*** Supplied entries Section Begins ***

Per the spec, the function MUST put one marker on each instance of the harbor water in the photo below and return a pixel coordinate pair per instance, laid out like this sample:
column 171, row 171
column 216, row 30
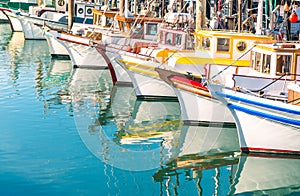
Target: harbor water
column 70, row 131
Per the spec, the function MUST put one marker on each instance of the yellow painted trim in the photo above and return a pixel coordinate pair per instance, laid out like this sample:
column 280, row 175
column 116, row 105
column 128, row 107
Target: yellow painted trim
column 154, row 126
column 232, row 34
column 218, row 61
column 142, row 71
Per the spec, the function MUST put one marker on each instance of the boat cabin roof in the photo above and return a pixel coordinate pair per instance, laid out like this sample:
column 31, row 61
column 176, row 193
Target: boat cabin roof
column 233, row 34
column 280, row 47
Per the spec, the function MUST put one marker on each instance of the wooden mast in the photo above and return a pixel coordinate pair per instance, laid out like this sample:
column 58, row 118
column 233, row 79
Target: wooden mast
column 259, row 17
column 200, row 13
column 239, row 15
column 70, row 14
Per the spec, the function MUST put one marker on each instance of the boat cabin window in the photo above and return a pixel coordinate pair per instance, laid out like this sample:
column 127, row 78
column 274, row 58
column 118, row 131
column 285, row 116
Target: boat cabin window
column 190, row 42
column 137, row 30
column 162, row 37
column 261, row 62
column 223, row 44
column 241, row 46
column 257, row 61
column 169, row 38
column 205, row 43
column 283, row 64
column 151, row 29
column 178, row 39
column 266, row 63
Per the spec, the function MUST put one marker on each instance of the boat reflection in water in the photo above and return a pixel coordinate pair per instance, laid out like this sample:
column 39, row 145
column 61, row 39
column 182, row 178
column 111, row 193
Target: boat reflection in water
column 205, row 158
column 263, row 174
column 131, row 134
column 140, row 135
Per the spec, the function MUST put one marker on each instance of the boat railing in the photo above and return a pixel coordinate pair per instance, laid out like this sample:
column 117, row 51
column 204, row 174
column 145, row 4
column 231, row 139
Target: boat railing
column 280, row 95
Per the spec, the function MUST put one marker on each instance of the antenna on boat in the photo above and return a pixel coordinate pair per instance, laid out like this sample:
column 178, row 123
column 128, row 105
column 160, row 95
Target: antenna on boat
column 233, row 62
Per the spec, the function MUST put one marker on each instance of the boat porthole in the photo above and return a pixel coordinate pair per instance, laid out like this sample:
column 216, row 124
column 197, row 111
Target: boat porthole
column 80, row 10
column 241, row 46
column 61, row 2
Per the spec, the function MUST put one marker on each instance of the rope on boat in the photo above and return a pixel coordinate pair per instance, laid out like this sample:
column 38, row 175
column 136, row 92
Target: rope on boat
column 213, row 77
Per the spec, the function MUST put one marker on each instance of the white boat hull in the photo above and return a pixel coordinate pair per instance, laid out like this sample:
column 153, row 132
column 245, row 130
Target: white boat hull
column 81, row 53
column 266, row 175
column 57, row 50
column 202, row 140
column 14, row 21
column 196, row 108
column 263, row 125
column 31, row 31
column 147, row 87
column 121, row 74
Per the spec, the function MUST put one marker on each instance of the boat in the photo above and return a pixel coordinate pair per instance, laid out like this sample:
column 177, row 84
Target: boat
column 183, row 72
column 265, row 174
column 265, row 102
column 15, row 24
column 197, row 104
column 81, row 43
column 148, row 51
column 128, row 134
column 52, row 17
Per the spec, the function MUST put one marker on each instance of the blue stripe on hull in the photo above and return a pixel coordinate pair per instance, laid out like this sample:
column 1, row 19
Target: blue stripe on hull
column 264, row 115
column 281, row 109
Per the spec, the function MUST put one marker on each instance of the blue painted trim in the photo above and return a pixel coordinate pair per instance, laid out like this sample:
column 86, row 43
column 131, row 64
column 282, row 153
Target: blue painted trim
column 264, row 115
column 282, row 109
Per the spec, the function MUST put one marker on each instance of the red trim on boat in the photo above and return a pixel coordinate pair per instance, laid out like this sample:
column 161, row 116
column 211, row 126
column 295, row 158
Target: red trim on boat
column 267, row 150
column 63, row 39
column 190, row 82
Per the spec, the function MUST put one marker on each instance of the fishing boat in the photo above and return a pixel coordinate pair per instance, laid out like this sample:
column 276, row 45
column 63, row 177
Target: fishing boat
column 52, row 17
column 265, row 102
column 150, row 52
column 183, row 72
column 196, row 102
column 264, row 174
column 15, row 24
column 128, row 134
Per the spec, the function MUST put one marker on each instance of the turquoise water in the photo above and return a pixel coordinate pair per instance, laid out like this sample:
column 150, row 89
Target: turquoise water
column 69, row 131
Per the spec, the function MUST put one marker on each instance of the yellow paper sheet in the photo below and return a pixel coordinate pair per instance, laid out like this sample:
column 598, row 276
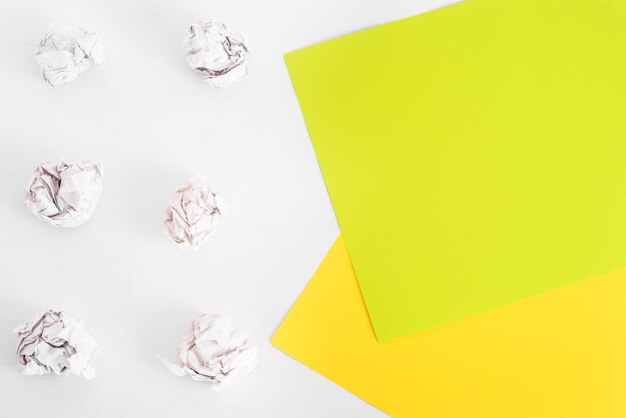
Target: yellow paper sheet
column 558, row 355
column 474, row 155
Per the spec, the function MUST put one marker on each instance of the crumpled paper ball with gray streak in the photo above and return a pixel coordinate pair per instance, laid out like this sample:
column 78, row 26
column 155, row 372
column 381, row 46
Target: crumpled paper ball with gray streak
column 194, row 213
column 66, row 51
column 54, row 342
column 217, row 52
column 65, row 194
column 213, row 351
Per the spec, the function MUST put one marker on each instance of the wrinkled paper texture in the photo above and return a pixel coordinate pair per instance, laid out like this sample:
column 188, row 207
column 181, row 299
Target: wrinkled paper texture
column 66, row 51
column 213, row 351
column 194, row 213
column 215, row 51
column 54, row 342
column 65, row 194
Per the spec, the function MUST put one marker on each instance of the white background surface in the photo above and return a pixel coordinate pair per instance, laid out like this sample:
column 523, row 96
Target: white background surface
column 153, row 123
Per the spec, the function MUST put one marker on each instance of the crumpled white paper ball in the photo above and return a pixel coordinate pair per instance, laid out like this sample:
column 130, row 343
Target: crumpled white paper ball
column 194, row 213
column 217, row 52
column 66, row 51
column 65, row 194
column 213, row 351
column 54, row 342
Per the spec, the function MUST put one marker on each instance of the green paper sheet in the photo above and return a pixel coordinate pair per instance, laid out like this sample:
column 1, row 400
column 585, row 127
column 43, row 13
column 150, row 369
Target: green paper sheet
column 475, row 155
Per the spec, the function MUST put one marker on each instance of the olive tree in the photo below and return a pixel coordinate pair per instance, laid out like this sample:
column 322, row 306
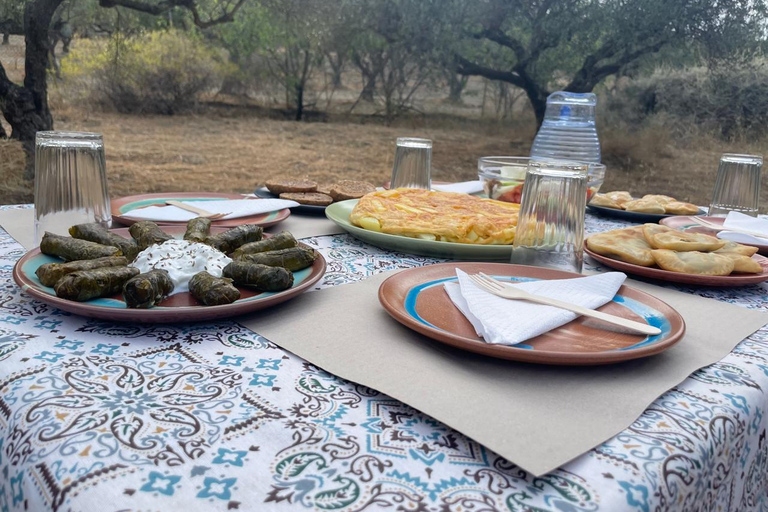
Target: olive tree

*** Supplied entries Section Ends ***
*** Supplied entries Section Begins ***

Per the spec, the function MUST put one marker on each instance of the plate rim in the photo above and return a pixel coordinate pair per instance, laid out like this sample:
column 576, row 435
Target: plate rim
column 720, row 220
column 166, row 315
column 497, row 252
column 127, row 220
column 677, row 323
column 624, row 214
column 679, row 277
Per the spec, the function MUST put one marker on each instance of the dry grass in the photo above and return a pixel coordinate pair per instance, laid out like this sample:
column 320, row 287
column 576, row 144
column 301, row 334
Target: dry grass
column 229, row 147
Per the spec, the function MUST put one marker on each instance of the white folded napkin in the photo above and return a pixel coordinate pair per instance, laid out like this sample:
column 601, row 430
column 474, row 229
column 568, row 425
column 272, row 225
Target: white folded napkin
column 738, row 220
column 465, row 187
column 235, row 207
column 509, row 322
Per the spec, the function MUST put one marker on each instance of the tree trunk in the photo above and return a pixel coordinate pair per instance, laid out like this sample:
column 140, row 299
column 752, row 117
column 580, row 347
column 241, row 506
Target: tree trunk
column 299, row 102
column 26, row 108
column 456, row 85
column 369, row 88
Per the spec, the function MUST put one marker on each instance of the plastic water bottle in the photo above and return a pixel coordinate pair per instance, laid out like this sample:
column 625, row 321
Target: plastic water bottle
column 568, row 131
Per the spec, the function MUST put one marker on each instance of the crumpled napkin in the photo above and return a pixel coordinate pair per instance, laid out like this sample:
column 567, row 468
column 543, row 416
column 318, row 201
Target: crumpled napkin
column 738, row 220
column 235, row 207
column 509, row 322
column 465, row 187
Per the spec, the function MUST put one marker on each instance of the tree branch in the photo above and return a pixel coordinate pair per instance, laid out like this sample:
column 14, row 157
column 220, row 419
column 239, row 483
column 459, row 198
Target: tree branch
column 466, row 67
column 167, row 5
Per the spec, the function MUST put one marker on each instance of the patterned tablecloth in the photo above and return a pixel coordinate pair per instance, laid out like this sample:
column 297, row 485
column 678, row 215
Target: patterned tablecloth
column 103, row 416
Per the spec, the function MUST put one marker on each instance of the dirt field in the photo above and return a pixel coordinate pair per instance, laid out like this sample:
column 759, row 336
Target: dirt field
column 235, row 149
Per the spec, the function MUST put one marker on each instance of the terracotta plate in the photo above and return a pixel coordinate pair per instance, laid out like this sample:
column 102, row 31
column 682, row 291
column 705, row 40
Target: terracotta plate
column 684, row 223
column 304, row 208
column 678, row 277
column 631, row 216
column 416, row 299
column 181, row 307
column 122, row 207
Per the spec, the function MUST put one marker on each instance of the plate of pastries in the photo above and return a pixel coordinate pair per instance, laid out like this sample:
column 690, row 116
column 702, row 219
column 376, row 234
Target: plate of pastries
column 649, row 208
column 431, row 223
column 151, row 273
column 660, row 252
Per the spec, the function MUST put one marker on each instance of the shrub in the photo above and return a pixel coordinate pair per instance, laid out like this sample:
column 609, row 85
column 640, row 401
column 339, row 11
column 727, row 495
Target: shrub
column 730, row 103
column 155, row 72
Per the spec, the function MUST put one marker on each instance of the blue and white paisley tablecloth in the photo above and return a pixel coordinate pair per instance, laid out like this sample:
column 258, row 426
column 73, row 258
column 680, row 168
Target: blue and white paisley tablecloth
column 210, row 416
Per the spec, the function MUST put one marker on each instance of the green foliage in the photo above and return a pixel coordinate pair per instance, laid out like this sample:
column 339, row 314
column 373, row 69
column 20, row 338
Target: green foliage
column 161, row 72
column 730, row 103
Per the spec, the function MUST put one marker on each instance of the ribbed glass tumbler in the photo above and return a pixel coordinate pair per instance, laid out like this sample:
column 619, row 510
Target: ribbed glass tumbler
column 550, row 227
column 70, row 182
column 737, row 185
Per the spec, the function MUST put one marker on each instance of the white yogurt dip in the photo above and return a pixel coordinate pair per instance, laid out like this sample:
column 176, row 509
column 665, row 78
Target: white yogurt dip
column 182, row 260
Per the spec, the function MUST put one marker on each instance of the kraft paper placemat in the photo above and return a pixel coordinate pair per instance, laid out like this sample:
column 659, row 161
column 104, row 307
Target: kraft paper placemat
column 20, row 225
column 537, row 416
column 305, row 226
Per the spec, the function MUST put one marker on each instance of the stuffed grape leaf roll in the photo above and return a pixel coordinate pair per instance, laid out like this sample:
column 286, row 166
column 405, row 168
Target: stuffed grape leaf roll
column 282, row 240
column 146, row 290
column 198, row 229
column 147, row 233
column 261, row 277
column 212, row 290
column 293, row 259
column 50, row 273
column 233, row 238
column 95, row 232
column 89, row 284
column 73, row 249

*** Supplied entries Section Ends ***
*** Supplied entries Section Begins ***

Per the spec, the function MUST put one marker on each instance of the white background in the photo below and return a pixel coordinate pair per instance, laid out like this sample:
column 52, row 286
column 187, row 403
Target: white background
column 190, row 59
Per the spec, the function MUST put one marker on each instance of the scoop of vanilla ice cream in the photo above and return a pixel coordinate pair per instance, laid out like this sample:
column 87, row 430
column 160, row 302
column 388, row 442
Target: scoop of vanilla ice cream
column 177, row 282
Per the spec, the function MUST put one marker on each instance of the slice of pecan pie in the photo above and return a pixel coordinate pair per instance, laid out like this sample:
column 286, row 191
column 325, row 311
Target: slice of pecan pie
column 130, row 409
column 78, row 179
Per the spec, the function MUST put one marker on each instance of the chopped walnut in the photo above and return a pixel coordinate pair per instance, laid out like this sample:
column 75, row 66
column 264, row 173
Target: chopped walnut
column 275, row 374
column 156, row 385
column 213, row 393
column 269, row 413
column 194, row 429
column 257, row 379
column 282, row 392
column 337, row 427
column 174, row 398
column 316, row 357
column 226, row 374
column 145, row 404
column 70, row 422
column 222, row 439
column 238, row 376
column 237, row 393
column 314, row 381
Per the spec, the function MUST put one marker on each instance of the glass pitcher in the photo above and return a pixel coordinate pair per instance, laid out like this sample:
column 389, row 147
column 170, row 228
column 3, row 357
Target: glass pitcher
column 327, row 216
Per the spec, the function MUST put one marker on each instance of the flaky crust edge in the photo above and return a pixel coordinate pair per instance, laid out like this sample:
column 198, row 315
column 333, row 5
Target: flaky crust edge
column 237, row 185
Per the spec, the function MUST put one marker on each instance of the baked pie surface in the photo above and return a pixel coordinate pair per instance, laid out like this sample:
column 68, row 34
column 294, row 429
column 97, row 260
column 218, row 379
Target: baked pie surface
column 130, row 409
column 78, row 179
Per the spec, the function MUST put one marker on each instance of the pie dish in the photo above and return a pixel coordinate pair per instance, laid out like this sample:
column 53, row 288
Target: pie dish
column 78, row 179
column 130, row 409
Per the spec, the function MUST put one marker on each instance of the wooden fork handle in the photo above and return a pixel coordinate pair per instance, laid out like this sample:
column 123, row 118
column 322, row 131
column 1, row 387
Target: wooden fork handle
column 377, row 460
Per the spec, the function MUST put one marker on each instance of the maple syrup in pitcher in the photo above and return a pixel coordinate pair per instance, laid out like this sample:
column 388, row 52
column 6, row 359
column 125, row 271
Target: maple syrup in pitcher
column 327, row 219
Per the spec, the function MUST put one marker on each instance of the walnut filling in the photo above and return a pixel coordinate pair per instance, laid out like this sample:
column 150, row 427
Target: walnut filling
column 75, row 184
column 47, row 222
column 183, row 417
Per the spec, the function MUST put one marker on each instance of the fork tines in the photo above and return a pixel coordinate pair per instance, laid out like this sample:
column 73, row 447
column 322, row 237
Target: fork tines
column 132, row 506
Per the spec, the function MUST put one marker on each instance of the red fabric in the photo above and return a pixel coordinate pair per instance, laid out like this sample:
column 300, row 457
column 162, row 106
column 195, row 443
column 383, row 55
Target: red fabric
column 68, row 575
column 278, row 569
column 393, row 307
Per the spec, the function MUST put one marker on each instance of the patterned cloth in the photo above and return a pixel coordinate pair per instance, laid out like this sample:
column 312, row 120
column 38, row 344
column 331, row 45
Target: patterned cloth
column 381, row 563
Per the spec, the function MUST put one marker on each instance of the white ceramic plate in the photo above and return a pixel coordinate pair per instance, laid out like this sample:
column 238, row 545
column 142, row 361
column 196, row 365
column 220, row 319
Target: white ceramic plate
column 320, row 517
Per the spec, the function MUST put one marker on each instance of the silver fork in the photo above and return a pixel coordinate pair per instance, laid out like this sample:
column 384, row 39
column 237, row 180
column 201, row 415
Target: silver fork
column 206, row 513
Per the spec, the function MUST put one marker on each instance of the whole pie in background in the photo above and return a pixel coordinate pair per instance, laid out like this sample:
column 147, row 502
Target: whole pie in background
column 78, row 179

*** Supplied entries Section Ends ***

### Directions
For each line above that holds the string "below", provide a copy of that line.

### Response to the exercise
Per the spec, the function MUST put one marker on each instance of the harbor water in the photo below and return a pixel coordinate pair per instance, laid out like this sample:
Per the spec, the function MUST put one marker on each instance of the yellow paper sheet in the photo below and return a pixel coordinate pair per instance, laid out like this sample:
Per the spec, the function MUST put one marker on each instance of the olive tree in the photo below and return a pixel coordinate pair per instance, laid out like this sample:
Per the spec, the function MUST put one marker on each instance of the white background in the photo below and return a pixel coordinate pair per instance, laid out like this sample:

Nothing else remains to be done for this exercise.